QUÉ HACER:
**1)** En el relato sobre la infancia en un pueblo de Santa Fe, vuelve a escribir el tramo que va desde "La infancia en" hasta "para los amantes." y reemplaza "hermanos" por "vecinos".
**2)** Sigue escribiendo el relato sobre la infancia en un pueblo de Santa Fe a partir de su última oración.

ELIANA SUÁREZ
Corrían los 70 en
Argentina. Al sur de la provincia de Santa Fe, un puñado de pueblos crecía
lentamente. Los años de prosperidad, “los de las vacas gordas,” se esfumaron
como miles de almas víctimas de desacuerdos políticos. En mi pueblo natal,
fundado en 1888 por el alemán Johann Gödeken, las tragedias del país se
narraban como leyendas o como cuentos de terror. Sobrevivían
las altas casas de estilo italiano de fines de siglo anterior. Amplias
habitaciones, zaguanes y pisos calcáreos engañaban al corazón que se pensaba
aún en el Piamonte. Algún nono entonaba cancionetas de su infancia allende el
mar.
La infancia en
pueblos tan pequeños tiene su encanto. Todo lo que ocurre por fuera del exacto trazado
urbano de diez cuadras por diez, suena a fantasía. Hasta mis seis o siete años,
las calles eran de tierra y el alumbrado público se apagaba a medianoche. En
ese instante, sombras zigzagueantes, ruidos a pisadas cautelosas, alguna
discusión, gritos y hasta disparos al aire, habitaban la oscuridad. Recuerdo
los juegos con mis hermanos y primos en noches de luna llena: maravillosas para
los niños, inconvenientes para los amantes.

MATERIAL:
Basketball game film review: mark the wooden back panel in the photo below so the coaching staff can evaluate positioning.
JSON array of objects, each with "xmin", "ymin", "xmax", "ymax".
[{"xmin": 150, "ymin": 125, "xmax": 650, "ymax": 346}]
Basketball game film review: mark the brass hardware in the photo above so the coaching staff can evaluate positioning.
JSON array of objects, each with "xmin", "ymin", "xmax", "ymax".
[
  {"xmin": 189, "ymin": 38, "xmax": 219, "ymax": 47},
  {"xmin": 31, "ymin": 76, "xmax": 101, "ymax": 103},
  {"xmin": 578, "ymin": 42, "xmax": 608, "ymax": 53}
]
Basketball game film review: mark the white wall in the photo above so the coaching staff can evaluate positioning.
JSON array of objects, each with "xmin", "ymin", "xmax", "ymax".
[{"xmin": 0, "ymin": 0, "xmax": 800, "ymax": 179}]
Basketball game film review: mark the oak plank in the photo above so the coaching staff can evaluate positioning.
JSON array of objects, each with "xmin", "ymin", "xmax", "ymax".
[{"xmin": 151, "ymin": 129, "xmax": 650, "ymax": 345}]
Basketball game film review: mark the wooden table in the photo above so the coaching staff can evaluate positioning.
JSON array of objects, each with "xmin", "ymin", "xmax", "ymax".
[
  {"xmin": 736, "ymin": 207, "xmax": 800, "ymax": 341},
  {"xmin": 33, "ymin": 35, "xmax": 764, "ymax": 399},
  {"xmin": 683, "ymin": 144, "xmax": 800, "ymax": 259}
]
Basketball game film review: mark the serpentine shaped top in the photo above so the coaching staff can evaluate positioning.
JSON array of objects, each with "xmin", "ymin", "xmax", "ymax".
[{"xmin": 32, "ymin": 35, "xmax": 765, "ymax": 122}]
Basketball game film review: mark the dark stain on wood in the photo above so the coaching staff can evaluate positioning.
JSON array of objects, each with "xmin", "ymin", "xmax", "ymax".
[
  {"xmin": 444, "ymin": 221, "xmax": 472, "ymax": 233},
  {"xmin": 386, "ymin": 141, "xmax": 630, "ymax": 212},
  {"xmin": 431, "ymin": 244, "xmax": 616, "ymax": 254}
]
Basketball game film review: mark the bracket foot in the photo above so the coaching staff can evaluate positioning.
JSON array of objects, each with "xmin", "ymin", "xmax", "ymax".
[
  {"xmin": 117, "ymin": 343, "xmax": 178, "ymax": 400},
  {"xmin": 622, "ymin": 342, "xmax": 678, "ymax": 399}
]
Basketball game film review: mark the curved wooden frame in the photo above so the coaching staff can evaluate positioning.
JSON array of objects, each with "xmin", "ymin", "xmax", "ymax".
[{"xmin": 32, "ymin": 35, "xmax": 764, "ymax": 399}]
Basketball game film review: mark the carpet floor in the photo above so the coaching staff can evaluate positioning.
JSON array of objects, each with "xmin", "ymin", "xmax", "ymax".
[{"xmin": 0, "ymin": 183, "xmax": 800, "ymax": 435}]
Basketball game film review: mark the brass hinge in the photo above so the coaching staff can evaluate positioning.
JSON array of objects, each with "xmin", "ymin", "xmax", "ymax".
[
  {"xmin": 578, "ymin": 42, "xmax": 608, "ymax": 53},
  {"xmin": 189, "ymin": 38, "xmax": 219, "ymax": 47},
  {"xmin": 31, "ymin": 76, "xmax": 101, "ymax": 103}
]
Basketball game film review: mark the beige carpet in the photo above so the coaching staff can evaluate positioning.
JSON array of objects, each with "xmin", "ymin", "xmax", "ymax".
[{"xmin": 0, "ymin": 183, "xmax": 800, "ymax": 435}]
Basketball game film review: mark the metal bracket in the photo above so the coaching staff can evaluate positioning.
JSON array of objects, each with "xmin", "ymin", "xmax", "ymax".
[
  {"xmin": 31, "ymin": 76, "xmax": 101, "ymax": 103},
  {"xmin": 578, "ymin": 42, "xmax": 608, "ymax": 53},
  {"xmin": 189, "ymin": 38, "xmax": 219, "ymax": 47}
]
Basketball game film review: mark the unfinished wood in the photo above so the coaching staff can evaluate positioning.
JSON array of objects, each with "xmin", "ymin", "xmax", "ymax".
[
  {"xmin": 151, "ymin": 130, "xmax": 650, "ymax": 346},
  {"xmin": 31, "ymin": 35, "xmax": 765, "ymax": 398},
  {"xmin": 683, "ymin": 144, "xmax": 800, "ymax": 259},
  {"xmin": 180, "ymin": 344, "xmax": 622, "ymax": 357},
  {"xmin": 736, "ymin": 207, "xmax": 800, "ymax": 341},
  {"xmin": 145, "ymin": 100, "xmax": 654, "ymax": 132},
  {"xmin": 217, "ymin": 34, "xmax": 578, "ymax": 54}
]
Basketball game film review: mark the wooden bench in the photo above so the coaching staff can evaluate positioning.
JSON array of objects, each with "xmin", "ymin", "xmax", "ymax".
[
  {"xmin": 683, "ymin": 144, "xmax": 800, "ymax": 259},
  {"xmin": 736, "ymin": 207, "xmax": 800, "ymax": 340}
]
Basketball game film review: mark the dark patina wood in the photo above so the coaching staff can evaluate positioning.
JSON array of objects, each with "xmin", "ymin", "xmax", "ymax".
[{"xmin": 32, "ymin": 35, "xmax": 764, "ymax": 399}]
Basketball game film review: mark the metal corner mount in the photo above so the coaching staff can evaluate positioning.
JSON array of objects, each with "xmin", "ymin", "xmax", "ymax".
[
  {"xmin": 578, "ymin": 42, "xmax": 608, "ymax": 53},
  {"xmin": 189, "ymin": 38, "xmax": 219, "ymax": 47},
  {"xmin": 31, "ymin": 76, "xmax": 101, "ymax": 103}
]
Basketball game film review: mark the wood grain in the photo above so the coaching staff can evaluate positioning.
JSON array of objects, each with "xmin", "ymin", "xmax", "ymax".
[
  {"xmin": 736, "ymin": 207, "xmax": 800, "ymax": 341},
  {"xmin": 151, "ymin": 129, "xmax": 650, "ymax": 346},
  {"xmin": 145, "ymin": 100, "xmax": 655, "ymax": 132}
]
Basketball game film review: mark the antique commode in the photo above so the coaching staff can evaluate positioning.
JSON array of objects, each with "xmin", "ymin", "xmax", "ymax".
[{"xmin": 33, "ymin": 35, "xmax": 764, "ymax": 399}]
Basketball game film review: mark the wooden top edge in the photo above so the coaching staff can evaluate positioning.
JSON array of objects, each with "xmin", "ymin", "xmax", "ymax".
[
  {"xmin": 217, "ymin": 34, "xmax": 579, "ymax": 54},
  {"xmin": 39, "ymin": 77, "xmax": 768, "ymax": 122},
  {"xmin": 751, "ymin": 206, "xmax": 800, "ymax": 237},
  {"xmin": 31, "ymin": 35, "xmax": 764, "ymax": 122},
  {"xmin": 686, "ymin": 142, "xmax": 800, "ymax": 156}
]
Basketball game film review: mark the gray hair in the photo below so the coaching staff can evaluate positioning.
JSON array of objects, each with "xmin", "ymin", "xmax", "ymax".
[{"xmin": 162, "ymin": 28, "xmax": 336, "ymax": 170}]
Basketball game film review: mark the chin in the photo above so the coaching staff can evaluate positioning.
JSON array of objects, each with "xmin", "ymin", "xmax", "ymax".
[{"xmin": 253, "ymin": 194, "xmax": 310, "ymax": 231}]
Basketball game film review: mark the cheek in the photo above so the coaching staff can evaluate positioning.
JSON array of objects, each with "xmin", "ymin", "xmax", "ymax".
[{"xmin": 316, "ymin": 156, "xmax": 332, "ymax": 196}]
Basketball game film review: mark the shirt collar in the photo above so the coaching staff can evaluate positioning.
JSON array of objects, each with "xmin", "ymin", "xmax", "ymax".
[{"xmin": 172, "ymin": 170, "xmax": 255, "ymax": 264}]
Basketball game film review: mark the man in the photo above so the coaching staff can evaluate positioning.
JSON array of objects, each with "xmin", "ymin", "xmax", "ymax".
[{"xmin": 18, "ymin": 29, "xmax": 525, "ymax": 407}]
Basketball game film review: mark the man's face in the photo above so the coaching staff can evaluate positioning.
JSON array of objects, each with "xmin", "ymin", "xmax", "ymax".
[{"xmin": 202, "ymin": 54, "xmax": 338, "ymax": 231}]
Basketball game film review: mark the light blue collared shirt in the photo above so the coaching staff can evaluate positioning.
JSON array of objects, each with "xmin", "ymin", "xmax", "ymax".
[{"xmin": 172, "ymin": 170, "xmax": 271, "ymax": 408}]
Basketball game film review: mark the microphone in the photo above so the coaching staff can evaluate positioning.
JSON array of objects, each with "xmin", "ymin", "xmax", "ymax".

RESULTADOS DEL EJERCICIO:
**1)**
La infancia en
pueblos tan pequeños tiene su encanto. Todo lo que ocurre por fuera del exacto trazado
urbano de diez cuadras por diez, suena a fantasía. Hasta mis seis o siete años,
las calles eran de tierra y el alumbrado público se apagaba a medianoche. En
ese instante, sombras zigzagueantes, ruidos a pisadas cautelosas, alguna
discusión, gritos y hasta disparos al aire, habitaban la oscuridad. Recuerdo
los juegos con mis vecinos y primos en noches de luna llena: maravillosas para
los niños, inconvenientes para los amantes.

**2)**
Los “cordones” de
ladrillo de barro cocido separaban las calles de las veredas unos setenta
centímetros y se transformaban en cómodos asientos para largas e interminables
charlas que incluían desde historias de aparecidos hasta el chisme del día.
Corríamos descalzos los días de lluvia por las cunetas llenas de agua.
Inventábamos historias de persecuciones, búsquedas de tesoro hasta que algún
rayo cercano nos obligaba a buscar refugio bajo un amable techo del vecindario.
Íbamos de manzana en manzana hasta formar un grupo lo suficientemente
importante como para jugar a tirarnos bolas de barro. En invierno, la aventura
se repetía, pero con menor entusiasmo. Había que usar botas de goma y, de
regreso a casa, no esperaban abrazos.
Recuerdo las
esquinas con su farol tambaleante y cerrar los ojos mientras caminaba de la
mano de mi madre. Los gallos de medianoche y, en madrugada, el avance de un
Ford T. Los Menna iban al campo. Lo
sabía y, sin embargo, el terror me invadía como en esos sueños en que uno corre
y no puede poner distancia con el peligro que acecha y este se acerca sin que podamos
movernos un centímetro. Ese tratratrata tratratrata fue el sonido más
espeluznante de toda mi infancia. Preludio de actuales noches en vela.
Hubo otro sonido
que vino hoy a mi mente durante una conversación con el amigo Claudio
Ferrufino. Escuchaba a nueve mil doscientos cuarenta y un kilómetros una de sus
últimas adquisiciones: Vaudeville
Accordion Classics: The Complete Works of Guido Deiro, en el excelente acordeón
de Henry Doktorski. A la vuelta de casa, un vecino tocaba cada día, al caer la
tarde, su acordeón. Afortunadamente eran pocos los días en que acompañaba con
el canto. Su repertorio tenía dos favoritas. Una de ellas, La pulpera de
Santa Lucía, tan rubia y de ojos celestes, bella y desafortunada mujer. A
fuerza de repetir, más que compadecerla, todo el barrio llegó a odiarla.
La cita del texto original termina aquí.